Make an exact copy of the entries below with the pictures removed.

# START OF Records supplied

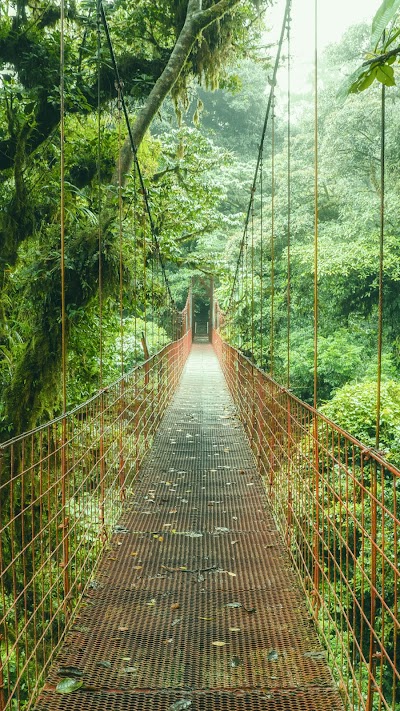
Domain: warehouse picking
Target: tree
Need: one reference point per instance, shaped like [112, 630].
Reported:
[383, 54]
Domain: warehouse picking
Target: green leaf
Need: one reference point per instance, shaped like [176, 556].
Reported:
[359, 80]
[382, 18]
[367, 81]
[385, 75]
[66, 686]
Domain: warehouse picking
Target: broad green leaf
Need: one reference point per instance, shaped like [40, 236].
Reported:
[367, 81]
[385, 75]
[66, 686]
[382, 18]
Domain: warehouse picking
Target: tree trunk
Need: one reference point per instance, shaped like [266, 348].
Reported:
[196, 21]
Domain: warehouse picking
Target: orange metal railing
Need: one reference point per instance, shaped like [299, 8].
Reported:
[335, 502]
[62, 488]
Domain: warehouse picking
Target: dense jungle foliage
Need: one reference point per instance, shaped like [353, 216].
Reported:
[197, 162]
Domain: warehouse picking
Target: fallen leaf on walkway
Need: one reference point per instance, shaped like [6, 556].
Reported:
[69, 671]
[235, 662]
[66, 686]
[180, 705]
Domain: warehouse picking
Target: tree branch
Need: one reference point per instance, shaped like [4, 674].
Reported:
[196, 21]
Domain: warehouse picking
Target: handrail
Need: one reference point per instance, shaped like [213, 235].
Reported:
[335, 502]
[49, 552]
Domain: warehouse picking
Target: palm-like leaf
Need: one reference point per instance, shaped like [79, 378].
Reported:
[384, 15]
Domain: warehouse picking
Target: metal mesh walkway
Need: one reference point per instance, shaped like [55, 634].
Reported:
[195, 604]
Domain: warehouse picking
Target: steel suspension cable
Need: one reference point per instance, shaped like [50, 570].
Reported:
[289, 200]
[316, 445]
[252, 279]
[64, 517]
[316, 220]
[261, 260]
[266, 119]
[381, 261]
[272, 241]
[62, 208]
[120, 217]
[99, 198]
[103, 533]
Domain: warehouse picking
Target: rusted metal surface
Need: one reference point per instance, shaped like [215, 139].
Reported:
[336, 504]
[195, 599]
[62, 490]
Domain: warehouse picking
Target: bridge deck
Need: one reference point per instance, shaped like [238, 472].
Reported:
[195, 604]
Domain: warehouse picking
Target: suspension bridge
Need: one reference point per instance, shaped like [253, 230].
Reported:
[194, 536]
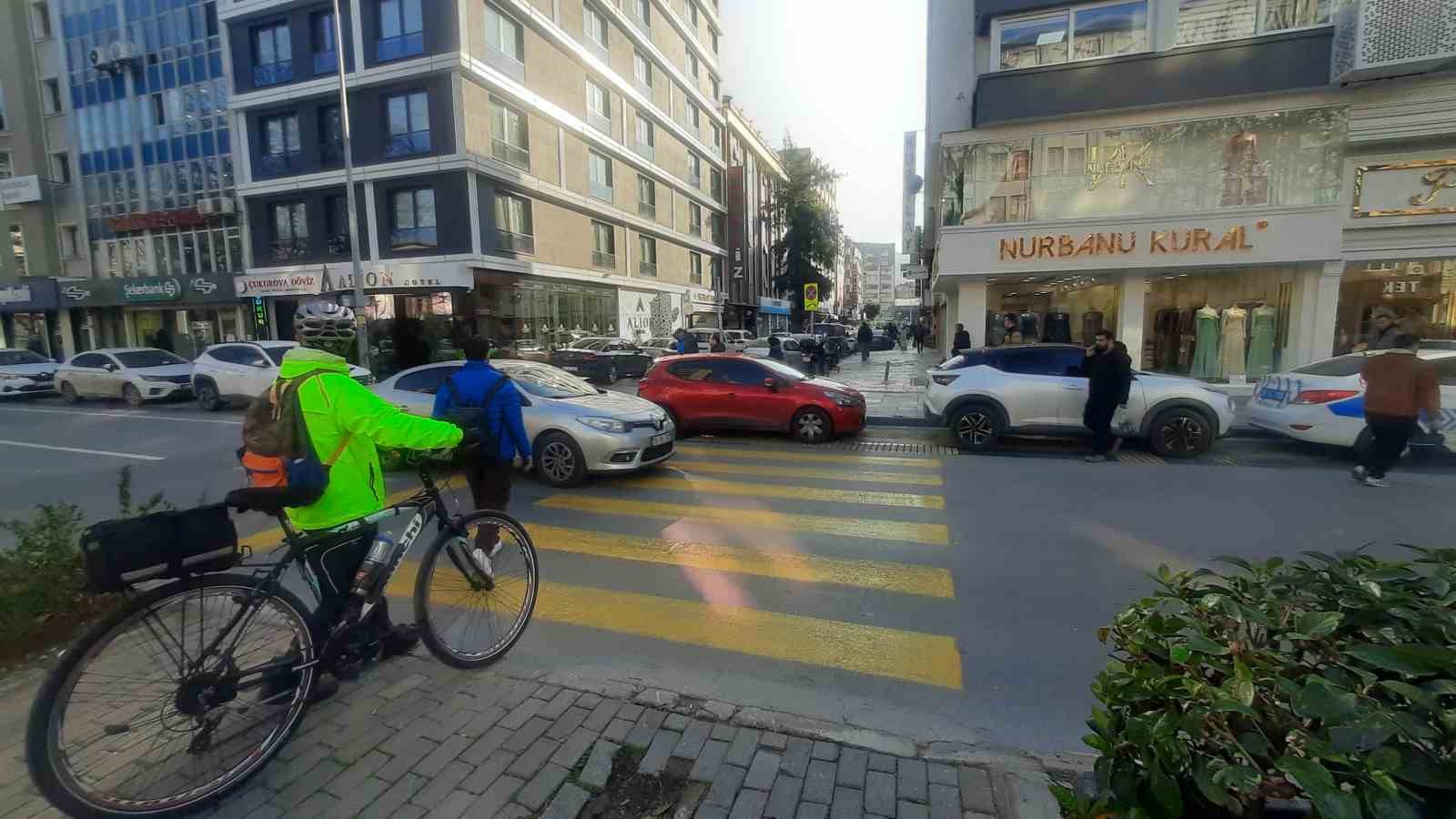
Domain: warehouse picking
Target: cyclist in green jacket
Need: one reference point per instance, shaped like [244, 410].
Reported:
[342, 416]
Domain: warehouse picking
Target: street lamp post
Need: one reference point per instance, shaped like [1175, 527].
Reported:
[349, 184]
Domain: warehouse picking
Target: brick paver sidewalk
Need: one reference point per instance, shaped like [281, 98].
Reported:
[414, 738]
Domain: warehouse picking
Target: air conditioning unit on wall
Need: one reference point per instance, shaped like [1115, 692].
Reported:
[1390, 38]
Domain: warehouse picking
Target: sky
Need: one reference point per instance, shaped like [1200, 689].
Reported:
[844, 77]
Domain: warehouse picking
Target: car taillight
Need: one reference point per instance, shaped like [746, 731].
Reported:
[1324, 395]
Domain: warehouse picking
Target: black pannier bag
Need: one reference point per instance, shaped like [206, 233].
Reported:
[159, 545]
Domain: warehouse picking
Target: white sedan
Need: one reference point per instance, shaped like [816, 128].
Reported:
[135, 373]
[1324, 402]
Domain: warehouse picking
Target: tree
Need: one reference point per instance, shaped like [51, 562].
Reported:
[812, 238]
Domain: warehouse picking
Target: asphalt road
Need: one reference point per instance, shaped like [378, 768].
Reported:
[938, 596]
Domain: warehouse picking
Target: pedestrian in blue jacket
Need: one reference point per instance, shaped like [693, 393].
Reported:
[490, 475]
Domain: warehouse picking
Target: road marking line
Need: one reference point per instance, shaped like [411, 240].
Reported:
[686, 482]
[77, 450]
[742, 452]
[121, 414]
[932, 533]
[783, 566]
[928, 659]
[698, 462]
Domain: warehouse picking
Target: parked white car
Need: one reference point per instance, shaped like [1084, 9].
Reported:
[1324, 402]
[24, 372]
[575, 429]
[135, 373]
[242, 370]
[1040, 389]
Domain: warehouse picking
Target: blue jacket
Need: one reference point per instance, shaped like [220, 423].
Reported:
[504, 414]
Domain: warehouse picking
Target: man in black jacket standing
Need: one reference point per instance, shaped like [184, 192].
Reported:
[1110, 378]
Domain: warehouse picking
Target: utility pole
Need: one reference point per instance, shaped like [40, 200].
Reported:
[349, 184]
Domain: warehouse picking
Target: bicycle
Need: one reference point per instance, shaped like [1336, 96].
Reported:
[131, 723]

# END OF Records supplied

§ Solved problem:
Domain: warehouse picking
Target: tree
Need: one reference point per instance, shaped like [112, 630].
Reported:
[383, 54]
Domain: warehouse picking
Target: green leaf
Need: one reference point per instance, shaped like [176, 556].
Reported:
[359, 80]
[382, 18]
[367, 81]
[385, 75]
[66, 686]
Domain: warehouse picking
Target: broad green leaf
Need: one reference point per instance, shaped like [40, 236].
Reported:
[367, 81]
[385, 75]
[66, 686]
[382, 18]
Domain: warehouse picking
Target: tree trunk
Need: one reference point per instance, shaped like [266, 348].
Reported:
[196, 21]
Domain: warehouse picking
Target: orange metal railing
Need: one reference point per instance, shaped like [299, 8].
Reported:
[335, 502]
[62, 488]
Domain: warehouse picking
Target: dense jungle foliage
Need: one reference point per instance, shaped like [353, 216].
Reported:
[197, 162]
Domain: warehouse picking
Target: fallen leaf on walkway
Need: one reference point per instance, shaped like [6, 556].
Reported:
[69, 671]
[235, 662]
[66, 686]
[180, 705]
Domain: warehouse picking
Target: tree branch
Need: one reference point per instance, shaped like [4, 674].
Reported:
[196, 21]
Domain: warehouse picking
Target: handrail
Need: one reference point per instance, shaped like [213, 235].
Reported:
[335, 502]
[49, 552]
Domain: warehouse picking
Target: palm-like leaf
Need: one reference point per instance, shaped like [79, 378].
Reported:
[384, 15]
Domain: warehouse picking
Target: metal mesh walkway
Need: one reference point per instance, shaped like [55, 634].
Reported:
[195, 604]
Domain: warehouse picking
Target: steel suspension cable
Need: one reference point per instance, shaped like [50, 570].
Reported:
[289, 200]
[316, 445]
[252, 279]
[64, 517]
[316, 220]
[261, 260]
[266, 119]
[381, 261]
[272, 241]
[62, 208]
[120, 217]
[99, 198]
[103, 533]
Domain: warehouse picking
Target: rusted metal surface
Need: one reference point per instance, shaped like [215, 139].
Reported:
[336, 504]
[195, 599]
[62, 490]
Domain: warehouse picking
Target: bridge deck
Need: one reference point per instance, shaped like [238, 472].
Reported:
[195, 604]
Domain: warehouse picking
Target: suspension bridge
Need: one reference point per instance, shaped like [253, 230].
Reported:
[194, 536]
Domain: warehouse picking
Target: cyclist in green jacket
Need: one reference point per instance, shaped like [244, 410].
Reported:
[342, 416]
Domain: warehouse picking
Target: street lamp post
Need: one reference point per instance, shaped like [1175, 527].
Reported:
[349, 184]
Domain: warehouse picking
Target: brick paver sidewalk
Need: one reference point per instance, shaped like [281, 98].
Reported:
[414, 738]
Domain: warehouse picking
Target: air conditioning unit on wall
Need: one reference point per instance, shaped like [1115, 692].
Reported:
[1390, 38]
Domain: warehouse picking
Target: sky
Need: one reference point per instance, shaped like [1200, 689].
Reported:
[844, 77]
Domain: warehouse picking
Target: car taillight
Need: one reference point per instance, shaped like [746, 731].
Reported:
[1324, 395]
Domain: warehouse picking
Target: black pannier bag
Need: one reference point per instance, shaped like [206, 233].
Reported:
[159, 545]
Domain: warehouse picking
Target: white sedan
Need: one reference point per instance, shaped like [816, 128].
Reported:
[135, 373]
[1324, 402]
Domain: warehouse picking
Target: tree
Need: one reference point per instance, shaped like [51, 562].
Reported:
[812, 238]
Domain: warehouse picking
Target: asphalt road
Need: one reference point per instance, shaped like [378, 768].
Reported:
[938, 596]
Domain: warehouse picking
Target: pedestrian in blue jacket
Need: one reference point per instance, shaped like [693, 393].
Reported:
[490, 475]
Domain: warehouse picking
Target: road marking line
Need: one reference point per instance, shaped like [411, 240].
Reported:
[686, 482]
[77, 450]
[742, 452]
[121, 414]
[932, 533]
[783, 566]
[928, 659]
[698, 462]
Domain: warehouse picking
Target: parked white car
Need: one reference point per instance, shaped like [1084, 9].
Reported:
[1324, 402]
[24, 372]
[575, 429]
[135, 373]
[242, 370]
[1040, 389]
Domain: warehouse picking
Target: blue jacket
Need: one reference point per instance, shaped like [220, 423].
Reported:
[504, 414]
Domain: warehouse picking
Target: man in black jacket standing
Need: one reference point per instance, shaped like [184, 192].
Reported:
[1110, 378]
Domain: warehouse picking
Target: utility pole
Need: one reference point per instance, shaped like [40, 200].
Reported:
[349, 184]
Domain: warehouse picking
Target: bicycle
Need: one reference point per instance, shaped like [1336, 96].
Reported:
[131, 723]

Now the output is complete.